— To do —
Reproduce all of the lines below without changing anything, and leave the pictures out of your output.

— Data listing —
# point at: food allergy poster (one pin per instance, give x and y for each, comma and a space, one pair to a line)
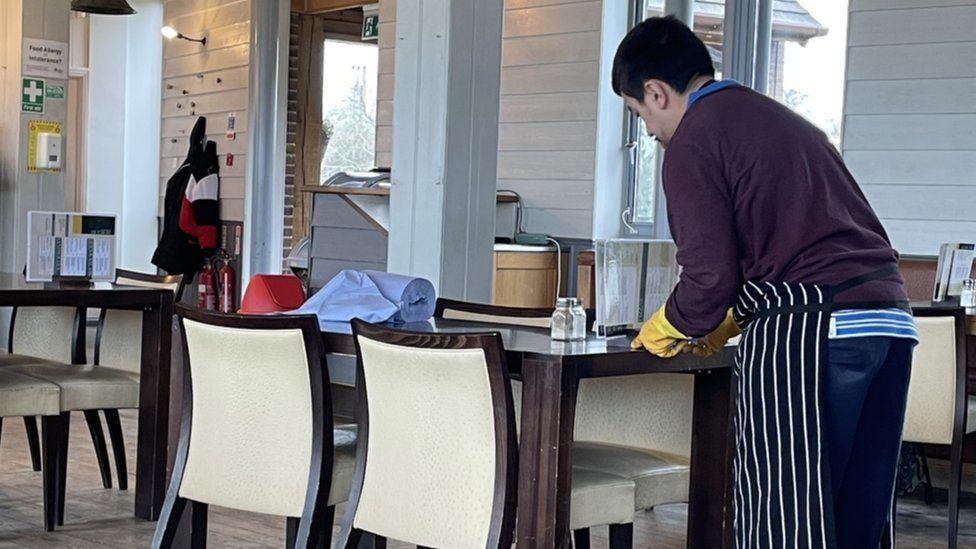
70, 244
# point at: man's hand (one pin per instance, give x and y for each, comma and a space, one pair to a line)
708, 345
659, 337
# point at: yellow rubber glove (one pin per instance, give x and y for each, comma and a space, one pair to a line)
708, 345
658, 336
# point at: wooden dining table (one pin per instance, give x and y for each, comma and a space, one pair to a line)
154, 386
551, 372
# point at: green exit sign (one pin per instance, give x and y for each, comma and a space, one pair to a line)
371, 27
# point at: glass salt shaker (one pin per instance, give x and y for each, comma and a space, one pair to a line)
968, 297
579, 319
561, 327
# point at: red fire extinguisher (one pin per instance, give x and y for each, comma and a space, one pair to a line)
207, 287
227, 277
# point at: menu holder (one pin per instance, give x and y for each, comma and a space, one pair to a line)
70, 244
633, 279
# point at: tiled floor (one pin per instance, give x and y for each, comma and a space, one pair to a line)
99, 518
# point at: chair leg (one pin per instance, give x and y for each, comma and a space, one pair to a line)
581, 538
63, 464
622, 536
927, 488
51, 429
198, 527
98, 443
955, 480
118, 446
169, 521
33, 441
291, 532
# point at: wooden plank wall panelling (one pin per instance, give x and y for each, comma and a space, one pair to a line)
384, 87
909, 116
547, 111
209, 81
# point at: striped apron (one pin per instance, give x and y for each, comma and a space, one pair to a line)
781, 485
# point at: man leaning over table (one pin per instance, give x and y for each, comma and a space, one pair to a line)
777, 241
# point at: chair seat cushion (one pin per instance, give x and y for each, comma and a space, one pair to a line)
22, 395
344, 464
600, 498
85, 387
659, 477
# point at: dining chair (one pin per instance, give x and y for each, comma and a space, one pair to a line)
82, 387
27, 396
39, 335
637, 427
436, 463
118, 344
937, 409
255, 427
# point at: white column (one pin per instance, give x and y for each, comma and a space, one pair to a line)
445, 143
264, 186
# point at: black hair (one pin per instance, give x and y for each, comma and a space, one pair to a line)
660, 48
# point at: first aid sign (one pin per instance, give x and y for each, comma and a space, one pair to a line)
33, 96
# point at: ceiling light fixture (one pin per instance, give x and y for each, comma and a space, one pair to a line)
103, 7
171, 33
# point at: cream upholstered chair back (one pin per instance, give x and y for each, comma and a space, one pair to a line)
254, 425
118, 342
651, 412
436, 460
932, 392
51, 333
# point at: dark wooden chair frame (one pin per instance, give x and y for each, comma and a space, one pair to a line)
621, 535
112, 420
956, 447
502, 526
314, 527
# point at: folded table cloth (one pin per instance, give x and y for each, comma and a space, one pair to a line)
373, 296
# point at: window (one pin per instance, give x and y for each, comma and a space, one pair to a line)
806, 72
349, 77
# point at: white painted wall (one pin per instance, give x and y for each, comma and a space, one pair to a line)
122, 157
909, 117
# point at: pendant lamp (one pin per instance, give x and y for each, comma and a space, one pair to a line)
103, 7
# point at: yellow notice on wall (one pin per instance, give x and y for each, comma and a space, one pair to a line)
35, 127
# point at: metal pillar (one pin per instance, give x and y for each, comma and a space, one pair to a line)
739, 43
764, 36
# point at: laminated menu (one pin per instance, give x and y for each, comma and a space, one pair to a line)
70, 244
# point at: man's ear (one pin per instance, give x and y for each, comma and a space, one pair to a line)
656, 93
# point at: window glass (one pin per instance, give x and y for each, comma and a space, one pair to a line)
349, 75
806, 64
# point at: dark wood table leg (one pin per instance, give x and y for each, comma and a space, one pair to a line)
549, 388
151, 450
709, 498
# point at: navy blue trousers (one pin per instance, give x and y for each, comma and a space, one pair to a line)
865, 386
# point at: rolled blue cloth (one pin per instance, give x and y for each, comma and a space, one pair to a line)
373, 296
414, 297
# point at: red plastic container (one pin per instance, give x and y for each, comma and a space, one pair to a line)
272, 294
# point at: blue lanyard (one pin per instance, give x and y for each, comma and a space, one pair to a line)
710, 88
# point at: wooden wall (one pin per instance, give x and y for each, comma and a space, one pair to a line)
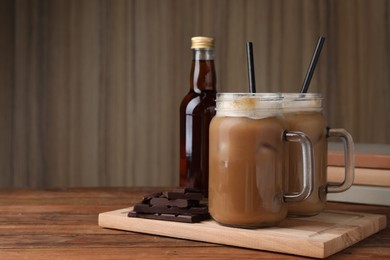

— Exercise output —
# point at: food allergy poster (one pin per instance, give x and y for each, comma and a space, one pair to a line)
70, 244
# point at: man's hand (one pin per instance, give x and y for each, comma and a space, one pair to a line)
708, 345
659, 337
# point at: yellow rubber glove (one pin per instance, give x and y for each, comma and a space, one pair to a line)
708, 345
658, 336
# point at: wooden dining table (one pin per instance, give x and y for each, comma and a space, one pair to a line)
154, 386
551, 372
# point at: green exit sign (one pin per instance, give x and y for each, comma and a space, one pair to a line)
371, 27
# point at: glass salt shaker (one pin per instance, give x and y for each, comma and a space, one pair to a line)
968, 297
579, 319
561, 327
# point at: red fire extinguisher (one pin per instance, give x and y for each, comma and a space, one pair to a line)
207, 287
227, 277
# point at: menu holder (one pin per instance, give x and y for each, comma and a space, one pair to a line)
70, 244
633, 279
# point at: tiled floor (one pin per instance, give x and y for each, comma and a space, one pair to a line)
99, 518
# point at: chair leg (one pin per instance, give x and y for each, comma and a space, one pair to a line)
581, 538
63, 464
622, 536
927, 488
51, 429
198, 527
98, 443
955, 480
118, 446
169, 521
33, 441
291, 532
# point at: wooden plank wall panelling (one pin per instance, give x and y for each, comma and a space, one pair to a line)
384, 87
909, 116
547, 111
209, 81
# point at: striped apron (one pin per instance, give x and y for each, comma and a space, one pair to a line)
781, 485
# point at: man leaning over table (one pin per instance, give x and y for each, comma and a space, one pair to a line)
777, 241
# point at: chair seat cushion (one pin per instance, give x and y for each, comma and a space, one pair to a line)
22, 395
344, 464
600, 498
85, 387
659, 477
# point at: dining chair (one pin per instance, give x and y for each, comma and a space, one pair to a line)
82, 387
27, 396
39, 335
637, 427
436, 463
118, 344
937, 409
255, 427
# point at: white column (one pin per instance, give x and y for each, comma and a space, one pair to a line)
445, 143
264, 186
# point at: black hair (one pin per instance, give x and y for each, comma and a space, one pair to a line)
660, 48
# point at: first aid sign (one pin per instance, give x and y for each, comma and a space, one pair to a line)
33, 96
# point at: ceiling light fixture (one pin per instance, give x and y for each, comma and a space, one pair to a line)
103, 7
171, 33
# point at: cream upholstered chair back (one pin per instance, give x and y for each, comma and a space, one pair to a line)
254, 425
118, 342
651, 412
436, 460
932, 392
51, 333
# point at: dark wooden chair frame (one pin per instance, give x and y for each, comma and a space, one pair to a line)
621, 535
112, 420
956, 447
502, 526
314, 527
# point at: folded table cloth (one pin per instance, give x and y for each, comma and a space, one pair to a line)
373, 296
# point at: window (one pin per instance, give x and y for each, comma and a space, one pair to a line)
806, 72
349, 77
# point at: white painted wall (one pin per instance, give x and y for each, comma and a space, one pair to a line)
122, 157
909, 117
# point at: pendant lamp (one pin per instance, give x and y for each, comma and a space, one pair to a line)
103, 7
# point at: yellow notice on wall (one pin per instance, give x and y for each, comma and a space, one pair to a line)
35, 127
# point at: metal pillar (one pin per instance, give x and y for each, comma and a space, one pair to a line)
739, 43
764, 36
# point at: laminated menu (one pin per instance, give x and y for each, comma and a space, one pair to a line)
70, 244
# point at: man's ear (one pin per instance, give x and y for each, comma and a space, one pair to a line)
656, 93
# point at: window glass (one pin per instance, give x and y for each, comma and a space, one pair to a line)
349, 75
806, 64
# point at: dark wood table leg (one pin per instance, give x and y for each, comma and a space, one pair to a line)
549, 388
151, 450
709, 498
# point at: navy blue trousers (one pin per instance, give x and y for each, comma and a space, one pair to a line)
865, 386
# point at: rolled blue cloth (one pin per instance, give x and y for each, comma and a space, one pair to a line)
373, 296
414, 297
# point at: red plastic container (one pin per instance, give x and y for each, comma and a space, one pair to a line)
272, 294
# point at: blue lanyard (one pin per instance, give x and y for each, comma and a space, one pair to a line)
710, 88
# point at: wooden wall (one pin per instance, give x and y for each, comma and a space, one pair to a line)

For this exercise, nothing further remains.